**Work instruction 1**
From the blog post below, list every food and drink on the plate in front of Carolyn at her late breakfast.
**Work instruction 2**
Return the stretch of the blog post from "One of our centenarians" through "woman like that.", copied word for word.

Thursday, November 05, 2009
"Only 72" - a little perspective
A woman came to my office today to talk about her neice.
"She's developed a rare form of Parkinson's disease. It's in her hands now but will be spreading fast. If you have a moment, will you pray for her? She's only 72."
That's right: "Only 72."
You see, the woman who came to my office (the woman with Parkinson's aunt) is 93. She's an active member of Rotary, her Church, and life in the retirement community where I work. She doesn't drive anymore, but she gets around like no one's business.
To her, 72 is a spring chicken.
We have nine people who live here who are over 100 years old - their average age is 102 and five months. When I'm not being pastor (at the moment), knowing these old folks gives me a different view of the world. It gives me hope.
There are 92 people who live here who are over 90 years old. Far and away most of them are in good health, living mostly independently. In fact, seven of them live in our on-campus condominiums, completely independent.
The fact that I work around so many people who are so full of health for so many years has given me a few perspectives on my own health and happiness.
First, I need to quit worrying about so much. The other day I was with a 102 year old man taking him on an errand. I was a little late picking him up at the store. I apologized for my lateness and he said, "You know, life's too short to worry about little things like that. Besides, time is something I have plenty of."
He's right. I hope when I'm 102 I can say with confidence, "time is something I have plenty of."
Hopefully, I'm learning to worry about the 'big things' and let go of what I can't deal with. Someone I love is in the hospital - that's a big worry. Can't get reception on the TV - no big deal. The less I worry about, the better view I have of life.
One of our centenarians (I'll call her Carolyn) worries about very little. She walks with a cane now, but she still walks. The cane she uses is a beautiful black polished piece of wood with a well-worn brass duck's head on the top. The cane belonged to her grandmother. :-)
Carolyn drove until she was 99. She is now 104+. She told me once, "I want to get stopped for speeding sometime so I can see the look on the officer's face when he sees I was born in 1905." You gotta love a woman like that.
Anyhow, Carolyn was in one of our dining rooms having a late breakfast - it was about 9:30 a.m. Defying all conventional wisdom, she sat at her table with a plate in front of her with two eggs over easy, four strips of bacon, a hearty serving of hashbrown potatoes, toast with real butter, a cup of real coffee. As I approached her, she was shaking salt over her breakfast like there was no tomorrow.

**Listed entries**
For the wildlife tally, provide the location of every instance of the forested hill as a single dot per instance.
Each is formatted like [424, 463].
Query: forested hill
* * *
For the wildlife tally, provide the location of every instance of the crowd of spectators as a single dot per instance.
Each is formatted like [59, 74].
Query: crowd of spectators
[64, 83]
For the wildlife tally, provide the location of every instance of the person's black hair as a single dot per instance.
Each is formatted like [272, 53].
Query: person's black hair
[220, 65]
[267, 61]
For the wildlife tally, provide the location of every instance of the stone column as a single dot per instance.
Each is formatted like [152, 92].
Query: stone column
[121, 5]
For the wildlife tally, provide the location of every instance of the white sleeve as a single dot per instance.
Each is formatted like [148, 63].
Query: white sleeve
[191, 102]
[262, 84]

**Written answer 1**
- two eggs over easy
- four strips of bacon
- a hearty serving of hashbrown potatoes
- toast with real butter
- a cup of real coffee

**Written answer 2**
One of our centenarians (I'll call her Carolyn) worries about very little. She walks with a cane now, but she still walks. The cane she uses is a beautiful black polished piece of wood with a well-worn brass duck's head on the top. The cane belonged to her grandmother. :-)
Carolyn drove until she was 99. She is now 104+. She told me once, "I want to get stopped for speeding sometime so I can see the look on the officer's face when he sees I was born in 1905." You gotta love a woman like that.